Enunciado:
Copia literalmente el fragmento del texto sobre la obra de Ricardo Cavada que empieza con las palabras que contienen "Hay mucho de" y termina con "Cavada (Pontejos, 1954).".

Texto de lectura:
Hay mucho de acto ceremonial –y así lo he dejado entrever con anterioridad en estas mismas páginas –, de ritual confirmador de una fe, en el solitario gesto de acercarse a una obra de arte para contemplarla. Y tanto más cuanto que en el ademán se concitan silencio y complicidad a la hora de atravesar el espacio diáfano de la santanderina Galería Juan Silió para acercarse a la última propuesta creativa del pintor Ricardo Cavada (Pontejos, 1954).
Por nuestra parte, acudimos siempre expectantes a la llamada del acto creador, aunque sabedores, eso sí, de lo precario de una concelebración que viene revestida del sentimiento de la melancolía. Para Adorno, en sus de todos conocidas reflexiones "dañadas", la imagen más pura de ese sentimiento nos la da el cuento de Blancanieves: se trata de la melancolía de la reina que contempla la nieve a través de la ventana con el deseo de que su hija sea como la viva e inanimada belleza de los copos, como el luto de la noche, como la sangre de su pinchazo. Es ciertamente melancólica la contemplación de lo bello cuando, como en el caso de la reina que muere en el parto, quien lo hace está abocado al acabamiento.

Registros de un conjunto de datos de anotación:
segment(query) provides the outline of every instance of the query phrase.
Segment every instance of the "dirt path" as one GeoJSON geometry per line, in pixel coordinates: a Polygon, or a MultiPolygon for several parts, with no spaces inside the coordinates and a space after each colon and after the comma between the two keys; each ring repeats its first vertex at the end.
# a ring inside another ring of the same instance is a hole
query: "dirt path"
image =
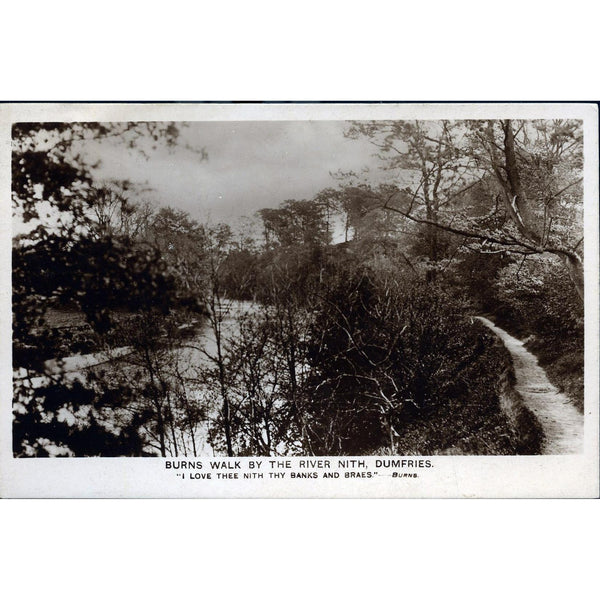
{"type": "Polygon", "coordinates": [[[496,327],[489,319],[475,318],[489,327],[512,355],[517,380],[515,388],[544,430],[542,454],[583,452],[583,415],[550,383],[537,358],[523,342],[496,327]]]}

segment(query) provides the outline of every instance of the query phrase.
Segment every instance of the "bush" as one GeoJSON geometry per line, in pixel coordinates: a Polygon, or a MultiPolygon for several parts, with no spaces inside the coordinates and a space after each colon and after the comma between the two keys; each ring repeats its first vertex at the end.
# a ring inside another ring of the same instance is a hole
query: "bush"
{"type": "Polygon", "coordinates": [[[510,357],[439,288],[341,274],[317,307],[308,356],[317,454],[518,451],[496,387],[510,357]]]}

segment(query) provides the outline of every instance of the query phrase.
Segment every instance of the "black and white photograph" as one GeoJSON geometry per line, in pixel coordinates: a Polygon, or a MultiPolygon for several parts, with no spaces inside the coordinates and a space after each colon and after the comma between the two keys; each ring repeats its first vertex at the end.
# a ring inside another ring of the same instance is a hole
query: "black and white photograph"
{"type": "Polygon", "coordinates": [[[10,120],[11,460],[584,454],[584,118],[243,108],[10,120]]]}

Ejercicio resuelto:
Hay mucho de acto ceremonial –y así lo he dejado entrever con anterioridad en estas mismas páginas –, de ritual confirmador de una fe, en el solitario gesto de acercarse a una obra de arte para contemplarla. Y tanto más cuanto que en el ademán se concitan silencio y complicidad a la hora de atravesar el espacio diáfano de la santanderina Galería Juan Silió para acercarse a la última propuesta creativa del pintor Ricardo Cavada (Pontejos, 1954).